Passage provided:
# # #

Retooling our schooling

If you were to ask the next five people you see what the purpose of education is, you’re likely to get a similar answer from each of them.  Education has been largely reduced to the process by which one is positioned to make a good living.  While there is nothing inherently wrong with this approach, it fails to maximize the true potential of the educational process.

Despite the instinctive “good education equals success” response to the above question, most would agree that life is about more than having nice stuff.  If it’s true that the ultimate purpose of education can be reduced to materialism, then there remains little reason for us to evaluate schools on anything other than career placement.  In reality, we want far more out of the educational process than just marketability and this should prompt us to reconsider our most basic assumptions about what constitutes a good education.  Specifically, our understanding of success is informed by our current time and place in history.  By all measures, we have been exposed to more messaging on what constitutes “the good life” than any other generation and they all carry with them the same general sentiment: Get ______ and be happy!  Even in its most overt form (advertising), we scoff at the commercial while simultaneously answering its call.  Whether it’s a new home, longer vacation, or some other thing, we are quick to measure the success of our efforts by their ability to provide access to leisure.

Education is not immune to this!  We send our kids to school in the hopes that they will get good jobs and one day be able to retire with a bank account that is the envy of their peers, but for what purpose?  While this may be a perfectly acceptable effect of a good education, it’s not a sufficient purpose for education.  If education doesn’t lead us to agree with what God has said about His creation then it doesn’t matter how much it’s valued in the eyes of the world.  This doesn’t mean that secular institutions are off-limits to the Christian, but it does mean that we enter them with our eyes wide open.  As GK Chesterton rightly pointed out, “without a gentle contempt for education, no man’s education is complete.”

# # #

What you are asked to do: Can you write out the part of the essay on schooling that begins with the words "Retooling our schooling" and stops after "the educational process.", word for word? The lines that come next are from a separate source.

Dataset content:
# # #

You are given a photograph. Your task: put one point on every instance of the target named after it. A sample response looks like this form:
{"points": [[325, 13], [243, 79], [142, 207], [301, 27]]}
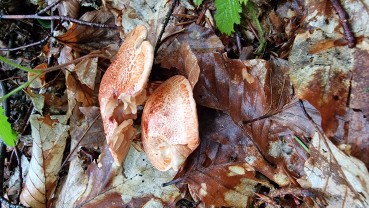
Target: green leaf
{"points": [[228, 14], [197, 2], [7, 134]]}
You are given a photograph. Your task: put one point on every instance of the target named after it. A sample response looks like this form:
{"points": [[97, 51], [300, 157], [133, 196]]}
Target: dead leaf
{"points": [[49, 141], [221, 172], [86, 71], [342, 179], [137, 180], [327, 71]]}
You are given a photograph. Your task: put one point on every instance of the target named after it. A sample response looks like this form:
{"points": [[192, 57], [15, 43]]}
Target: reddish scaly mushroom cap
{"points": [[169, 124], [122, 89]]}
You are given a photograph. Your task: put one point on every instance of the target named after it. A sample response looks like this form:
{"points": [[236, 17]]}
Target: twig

# # #

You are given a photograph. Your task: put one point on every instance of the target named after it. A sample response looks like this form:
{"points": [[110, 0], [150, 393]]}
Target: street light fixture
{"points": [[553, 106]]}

# # #

Result for this exercise:
Retooling our schooling

If you were to ask the next five people you see what the purpose of education is, you’re likely to get a similar answer from each of them.  Education has been largely reduced to the process by which one is positioned to make a good living.  While there is nothing inherently wrong with this approach, it fails to maximize the true potential of the educational process.